RECORDS SHOWN:
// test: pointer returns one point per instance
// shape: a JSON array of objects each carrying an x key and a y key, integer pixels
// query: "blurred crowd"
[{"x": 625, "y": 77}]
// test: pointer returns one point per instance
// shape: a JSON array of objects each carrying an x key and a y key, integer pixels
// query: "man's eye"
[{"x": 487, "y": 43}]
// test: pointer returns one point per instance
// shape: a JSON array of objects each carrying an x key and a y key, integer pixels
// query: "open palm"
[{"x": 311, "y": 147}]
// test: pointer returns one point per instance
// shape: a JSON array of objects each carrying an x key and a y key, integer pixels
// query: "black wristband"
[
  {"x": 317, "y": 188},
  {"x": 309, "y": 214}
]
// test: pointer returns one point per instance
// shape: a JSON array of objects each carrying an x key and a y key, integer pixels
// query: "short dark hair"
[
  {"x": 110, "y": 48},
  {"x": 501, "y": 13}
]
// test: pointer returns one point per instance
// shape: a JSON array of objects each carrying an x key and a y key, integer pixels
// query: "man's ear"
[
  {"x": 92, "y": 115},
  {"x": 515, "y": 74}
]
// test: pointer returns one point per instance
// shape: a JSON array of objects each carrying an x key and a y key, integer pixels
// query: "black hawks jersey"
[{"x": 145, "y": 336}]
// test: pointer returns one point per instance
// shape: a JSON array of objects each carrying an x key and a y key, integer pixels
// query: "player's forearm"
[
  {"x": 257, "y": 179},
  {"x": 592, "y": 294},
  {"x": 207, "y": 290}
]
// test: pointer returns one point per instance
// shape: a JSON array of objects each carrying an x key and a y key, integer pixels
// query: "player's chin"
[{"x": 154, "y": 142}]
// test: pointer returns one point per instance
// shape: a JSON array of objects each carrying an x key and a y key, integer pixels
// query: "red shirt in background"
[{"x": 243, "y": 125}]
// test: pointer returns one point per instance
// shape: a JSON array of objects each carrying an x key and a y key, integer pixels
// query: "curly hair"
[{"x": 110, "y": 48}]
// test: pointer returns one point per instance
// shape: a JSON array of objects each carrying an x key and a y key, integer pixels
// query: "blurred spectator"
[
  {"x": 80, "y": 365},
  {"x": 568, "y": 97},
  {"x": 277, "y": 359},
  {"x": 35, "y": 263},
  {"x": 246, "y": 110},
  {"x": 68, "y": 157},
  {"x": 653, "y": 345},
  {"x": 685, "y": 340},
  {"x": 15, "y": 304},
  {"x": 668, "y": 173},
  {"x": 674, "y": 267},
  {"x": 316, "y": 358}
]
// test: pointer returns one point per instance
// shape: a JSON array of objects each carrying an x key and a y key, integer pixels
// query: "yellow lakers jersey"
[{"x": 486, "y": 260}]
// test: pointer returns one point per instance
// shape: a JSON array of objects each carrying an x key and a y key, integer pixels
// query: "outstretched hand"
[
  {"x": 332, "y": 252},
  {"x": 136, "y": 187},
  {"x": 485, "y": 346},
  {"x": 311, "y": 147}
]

REQUIRED WORK: Take the entries above and transcribe them exactly.

RESPONSE AREA:
// test: pointer returns one point per instance
// shape: a JSON array of objects each carrying an x key and a y key, integer pixels
// query: "blurred crowd"
[{"x": 625, "y": 77}]
// test: pointer returns one point per instance
// shape: a JSON array of objects each carrying an x key and a y key, integer pixels
// query: "man's eye"
[{"x": 487, "y": 43}]
// test: pointer returns one point per instance
// shape: a JSON array of objects each carrying an x key and a y key, integer pixels
// query: "open palm"
[{"x": 311, "y": 147}]
// test: pointer returns one point per instance
// shape: a JSON array of objects each carrying an x key and a y key, integer pixels
// query: "black wristband"
[
  {"x": 317, "y": 188},
  {"x": 309, "y": 214}
]
// test: pointer returns one point per instance
// shape: a JSON array of objects each carrying an x key and a y key, integer pixels
// query: "short dark hair"
[
  {"x": 110, "y": 48},
  {"x": 501, "y": 13}
]
// test: pointer returns one point per instance
// shape: a JSON array of objects each carrying an x key and a y key, integer pixels
// query: "man's ear"
[
  {"x": 92, "y": 115},
  {"x": 515, "y": 74}
]
// test: pointer returns one point per instance
// shape: a JSON array of objects each carrying an x key and a y key, integer pixels
// query: "black hawks jersey"
[{"x": 145, "y": 336}]
// test: pointer returns one point per instance
// shape: a JSON array of objects each carrying an x key and a y key, integer pixels
// query: "player's forearm"
[
  {"x": 257, "y": 179},
  {"x": 592, "y": 294},
  {"x": 207, "y": 290}
]
// test: pointer returns one point per instance
// shape: a JSON array of objects each carrying an x key and a y key, integer pixels
// query: "player's chin"
[{"x": 154, "y": 142}]
// test: pointer returns one point per instance
// shape: a JSON array of objects each carrying an x key and a y key, integer pixels
// query: "red shirt in background"
[{"x": 243, "y": 125}]
// test: pointer returns one point per instance
// shape: a JSON array of objects each carrying an x key and a y key, integer pixels
// query: "curly hair"
[{"x": 110, "y": 48}]
// test: pointer returns one point per instance
// shape: a JSON array of objects each carrying an x key and a y key, integer pixels
// query: "blurred spectator"
[
  {"x": 80, "y": 365},
  {"x": 568, "y": 97},
  {"x": 277, "y": 359},
  {"x": 35, "y": 263},
  {"x": 246, "y": 110},
  {"x": 68, "y": 157},
  {"x": 653, "y": 345},
  {"x": 685, "y": 340},
  {"x": 15, "y": 304},
  {"x": 668, "y": 173},
  {"x": 674, "y": 267},
  {"x": 316, "y": 358}
]
// test: pointer returns one point per instance
// shape: a JSON array of objects each carrying an x key and a y key, integer pixels
// query: "yellow lakers jersey"
[{"x": 486, "y": 260}]
// test: pointer returns one point per instance
// shape: a JSON array of objects each carrying an x key and a y key, integer pixels
// query: "outstretched hand"
[
  {"x": 332, "y": 252},
  {"x": 136, "y": 187},
  {"x": 485, "y": 346},
  {"x": 311, "y": 147}
]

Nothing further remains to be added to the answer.